In the UK, a new report commissioned by the British Booksellers Association (BA) has found that bookshops contribute an estimated £1.9bn (A$3.12bn) annually to the UK economy, support 46,000 jobs, and contribute £416m (A$683m) in wages and staff costs, reports the Bookseller.

The report, which was conducted by economics consultancy the Centre for Economics and Business Research and will be publicly available in October, also revealed bookshops pay £131m (A$215m) in tax. This equates to 91p per £100 of turnover, which is about 11 times the tax contribution made by online retailer Amazon at 8p per £100 of turnover.

Amazon’s market power and ability to undercut RRPs, business rates, corporate tax, and rising overheads were named by the report as the main threats to the sustainability of bookshops, while the interactivity and unpredictable nature of a bookstore’s physical space and events were seen as a factor that contributes to a bookshop’s success.

** SHORT TASK 1 **
Answer these questions about the passage on UK bookshops:
(a) How many jobs do bookshops support?
(b) Which economics consultancy conducted the report?
(c) What tax does Amazon pay per £100 of turnover?
** SHORT TASK 2 **
Copy the passage on UK bookshops between "In the UK, a" and "per £100 of turnover.", inclusive.
** SHORT TASK 3 **
Proceed with the passage on UK bookshops from the point where it ends.

** INFORMATION SUPPLIED **
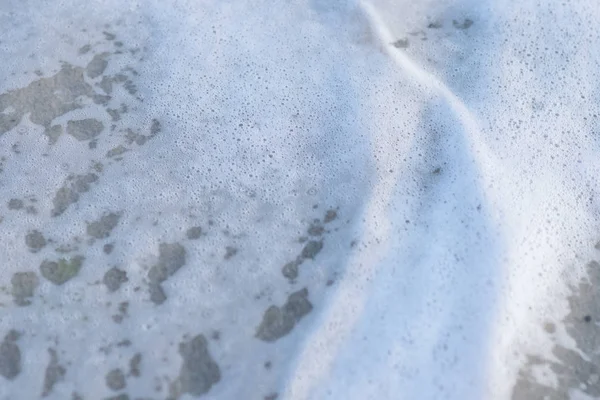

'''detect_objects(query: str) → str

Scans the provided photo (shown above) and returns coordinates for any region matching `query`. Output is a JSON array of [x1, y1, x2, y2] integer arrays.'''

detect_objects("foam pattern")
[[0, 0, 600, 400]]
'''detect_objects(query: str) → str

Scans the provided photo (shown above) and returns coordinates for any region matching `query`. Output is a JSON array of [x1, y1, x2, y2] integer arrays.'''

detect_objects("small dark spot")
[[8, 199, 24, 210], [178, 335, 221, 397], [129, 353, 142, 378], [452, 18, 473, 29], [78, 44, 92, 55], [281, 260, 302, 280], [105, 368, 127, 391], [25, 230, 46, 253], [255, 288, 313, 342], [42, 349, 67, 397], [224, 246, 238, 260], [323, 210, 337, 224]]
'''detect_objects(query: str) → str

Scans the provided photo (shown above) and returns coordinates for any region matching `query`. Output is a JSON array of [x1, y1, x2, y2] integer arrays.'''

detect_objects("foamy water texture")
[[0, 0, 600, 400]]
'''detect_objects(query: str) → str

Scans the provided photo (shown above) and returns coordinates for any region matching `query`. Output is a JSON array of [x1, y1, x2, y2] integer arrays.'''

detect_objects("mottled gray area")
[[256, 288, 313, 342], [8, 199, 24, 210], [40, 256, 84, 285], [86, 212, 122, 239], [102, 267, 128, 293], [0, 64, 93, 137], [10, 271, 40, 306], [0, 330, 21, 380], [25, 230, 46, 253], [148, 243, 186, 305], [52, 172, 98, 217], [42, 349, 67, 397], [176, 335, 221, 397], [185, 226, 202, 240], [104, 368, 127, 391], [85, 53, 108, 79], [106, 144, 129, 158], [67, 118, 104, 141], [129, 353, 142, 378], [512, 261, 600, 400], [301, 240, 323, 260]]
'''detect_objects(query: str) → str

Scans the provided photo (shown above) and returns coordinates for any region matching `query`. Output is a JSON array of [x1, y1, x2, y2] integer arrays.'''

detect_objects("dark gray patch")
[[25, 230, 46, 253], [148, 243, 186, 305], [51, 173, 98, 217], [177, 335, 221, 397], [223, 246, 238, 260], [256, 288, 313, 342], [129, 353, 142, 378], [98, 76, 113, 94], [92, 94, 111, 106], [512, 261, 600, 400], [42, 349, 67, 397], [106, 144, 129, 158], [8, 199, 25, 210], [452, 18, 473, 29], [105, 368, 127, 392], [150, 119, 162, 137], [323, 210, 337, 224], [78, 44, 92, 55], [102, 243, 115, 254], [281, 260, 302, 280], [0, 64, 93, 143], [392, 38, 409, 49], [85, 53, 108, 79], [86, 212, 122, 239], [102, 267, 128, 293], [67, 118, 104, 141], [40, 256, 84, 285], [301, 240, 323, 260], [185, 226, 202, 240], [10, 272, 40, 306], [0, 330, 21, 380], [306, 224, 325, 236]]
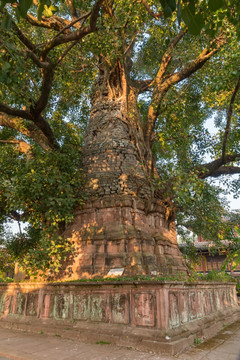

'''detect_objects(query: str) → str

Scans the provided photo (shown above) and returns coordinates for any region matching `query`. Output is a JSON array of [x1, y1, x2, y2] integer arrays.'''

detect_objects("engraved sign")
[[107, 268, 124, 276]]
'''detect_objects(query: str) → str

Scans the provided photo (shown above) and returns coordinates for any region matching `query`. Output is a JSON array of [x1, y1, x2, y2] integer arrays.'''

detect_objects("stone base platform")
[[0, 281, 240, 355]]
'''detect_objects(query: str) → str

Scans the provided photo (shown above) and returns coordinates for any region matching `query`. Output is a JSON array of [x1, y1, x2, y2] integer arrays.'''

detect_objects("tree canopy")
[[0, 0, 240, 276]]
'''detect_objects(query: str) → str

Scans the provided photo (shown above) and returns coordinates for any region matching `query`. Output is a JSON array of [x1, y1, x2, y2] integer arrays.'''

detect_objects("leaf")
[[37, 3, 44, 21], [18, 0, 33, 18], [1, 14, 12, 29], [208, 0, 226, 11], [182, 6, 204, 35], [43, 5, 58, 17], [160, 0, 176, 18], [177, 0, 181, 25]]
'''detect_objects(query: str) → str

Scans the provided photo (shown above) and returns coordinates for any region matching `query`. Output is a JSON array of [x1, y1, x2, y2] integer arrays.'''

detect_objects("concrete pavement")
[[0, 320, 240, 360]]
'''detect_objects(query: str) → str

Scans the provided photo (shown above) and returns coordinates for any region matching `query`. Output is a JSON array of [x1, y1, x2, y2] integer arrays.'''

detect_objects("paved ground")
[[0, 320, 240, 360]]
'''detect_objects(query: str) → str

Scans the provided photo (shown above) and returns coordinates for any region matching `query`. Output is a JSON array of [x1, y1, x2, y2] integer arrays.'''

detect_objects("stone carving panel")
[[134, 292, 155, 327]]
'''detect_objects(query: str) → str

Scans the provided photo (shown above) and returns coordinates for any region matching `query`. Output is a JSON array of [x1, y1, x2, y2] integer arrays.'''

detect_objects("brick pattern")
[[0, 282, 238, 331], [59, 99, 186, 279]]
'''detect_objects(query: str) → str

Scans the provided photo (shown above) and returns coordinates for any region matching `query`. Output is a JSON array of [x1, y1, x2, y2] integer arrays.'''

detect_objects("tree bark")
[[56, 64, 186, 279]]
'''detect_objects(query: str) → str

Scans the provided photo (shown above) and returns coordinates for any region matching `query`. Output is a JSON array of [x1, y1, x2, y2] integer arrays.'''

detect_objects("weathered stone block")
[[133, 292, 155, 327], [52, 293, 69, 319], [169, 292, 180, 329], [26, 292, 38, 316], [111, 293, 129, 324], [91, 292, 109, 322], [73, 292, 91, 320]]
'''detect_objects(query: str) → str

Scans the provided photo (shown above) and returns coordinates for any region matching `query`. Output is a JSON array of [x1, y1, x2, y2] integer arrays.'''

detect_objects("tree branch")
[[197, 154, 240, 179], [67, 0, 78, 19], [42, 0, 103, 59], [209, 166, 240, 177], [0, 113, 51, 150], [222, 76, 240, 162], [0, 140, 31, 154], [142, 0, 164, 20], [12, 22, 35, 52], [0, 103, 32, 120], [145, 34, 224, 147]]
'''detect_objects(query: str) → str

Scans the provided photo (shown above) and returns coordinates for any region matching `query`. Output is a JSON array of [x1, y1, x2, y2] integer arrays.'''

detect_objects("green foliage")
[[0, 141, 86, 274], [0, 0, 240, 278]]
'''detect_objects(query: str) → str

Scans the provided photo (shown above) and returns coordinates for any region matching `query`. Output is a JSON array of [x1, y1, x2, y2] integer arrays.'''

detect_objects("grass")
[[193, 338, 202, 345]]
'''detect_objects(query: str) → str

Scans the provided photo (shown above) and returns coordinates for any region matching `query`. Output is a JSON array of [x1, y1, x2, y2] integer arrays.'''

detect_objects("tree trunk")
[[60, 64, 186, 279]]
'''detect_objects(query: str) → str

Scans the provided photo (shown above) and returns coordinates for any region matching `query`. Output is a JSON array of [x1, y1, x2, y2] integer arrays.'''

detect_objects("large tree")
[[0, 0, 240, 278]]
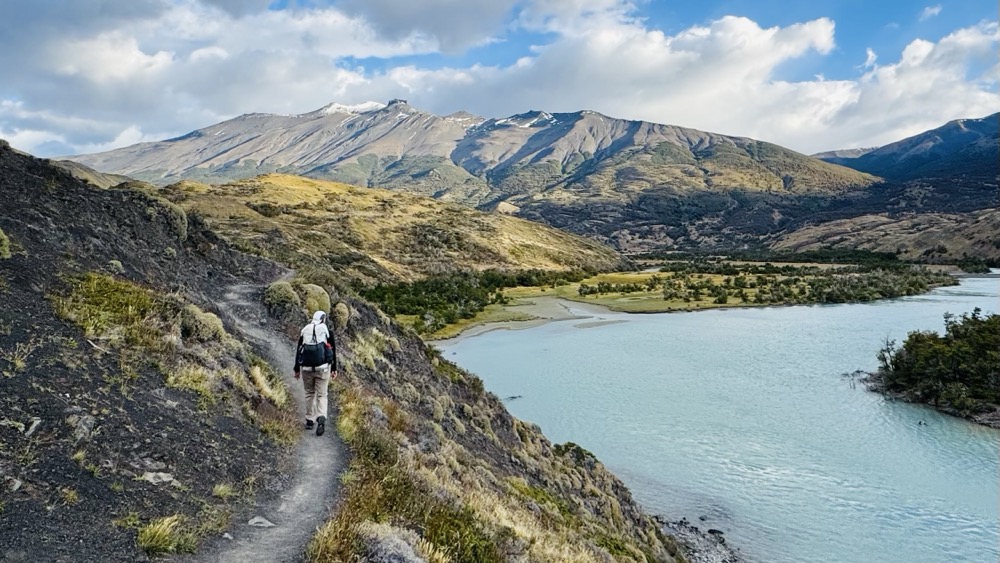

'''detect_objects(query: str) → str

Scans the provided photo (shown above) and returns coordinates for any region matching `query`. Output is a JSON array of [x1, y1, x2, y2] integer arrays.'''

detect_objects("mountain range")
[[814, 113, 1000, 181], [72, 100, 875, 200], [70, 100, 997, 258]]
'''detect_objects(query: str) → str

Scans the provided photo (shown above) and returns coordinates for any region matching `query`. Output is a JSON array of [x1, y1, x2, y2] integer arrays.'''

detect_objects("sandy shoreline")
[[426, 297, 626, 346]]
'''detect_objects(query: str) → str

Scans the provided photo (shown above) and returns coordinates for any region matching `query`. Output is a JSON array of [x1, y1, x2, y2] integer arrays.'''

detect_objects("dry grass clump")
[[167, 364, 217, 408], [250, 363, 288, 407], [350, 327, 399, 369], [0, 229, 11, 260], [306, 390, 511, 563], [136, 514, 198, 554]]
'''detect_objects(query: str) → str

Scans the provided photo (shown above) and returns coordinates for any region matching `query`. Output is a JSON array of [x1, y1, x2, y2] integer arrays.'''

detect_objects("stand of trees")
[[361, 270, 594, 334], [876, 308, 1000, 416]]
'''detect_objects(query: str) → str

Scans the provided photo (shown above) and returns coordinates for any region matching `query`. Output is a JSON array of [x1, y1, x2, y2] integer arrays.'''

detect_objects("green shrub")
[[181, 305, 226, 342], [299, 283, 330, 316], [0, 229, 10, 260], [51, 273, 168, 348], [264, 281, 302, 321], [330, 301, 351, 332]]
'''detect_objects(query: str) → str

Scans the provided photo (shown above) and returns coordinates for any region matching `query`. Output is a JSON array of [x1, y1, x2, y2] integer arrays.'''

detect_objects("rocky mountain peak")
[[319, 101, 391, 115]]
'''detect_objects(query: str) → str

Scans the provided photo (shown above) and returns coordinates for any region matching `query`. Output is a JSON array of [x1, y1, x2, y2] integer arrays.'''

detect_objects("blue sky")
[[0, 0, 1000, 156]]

** WRITTEN REPLY 1 **
(a) 46,000
(b) The Centre for Economics and Business Research
(c) 8p

** WRITTEN REPLY 2 **
In the UK, a new report commissioned by the British Booksellers Association (BA) has found that bookshops contribute an estimated £1.9bn (A$3.12bn) annually to the UK economy, support 46,000 jobs, and contribute £416m (A$683m) in wages and staff costs, reports the Bookseller.

The report, which was conducted by economics consultancy the Centre for Economics and Business Research and will be publicly available in October, also revealed bookshops pay £131m (A$215m) in tax. This equates to 91p per £100 of turnover, which is about 11 times the tax contribution made by online retailer Amazon at 8p per £100 of turnover.

** WRITTEN REPLY 3 **
BA CEO Tim Godfray said he hopes the report ‘encourages [the UK] Government to act to protect the nation’s bookshops’.

‘Bookshops are making an incredible contribution to the UK … However, this is not sustainable unless decisive action is taken by the Government to protect them from closure. Bookshops are currently closing at a rate of three percent per year, and 275 towns across the UK can expect to lose their bookshop completely due to changes to business rates if nothing is done,’ said Godfray.

Rosamund de la Hey, BA president, said the organisation will use the ‘hard economic evidence’ of the report in its campaign for improved business rates and its representations on unfair competition.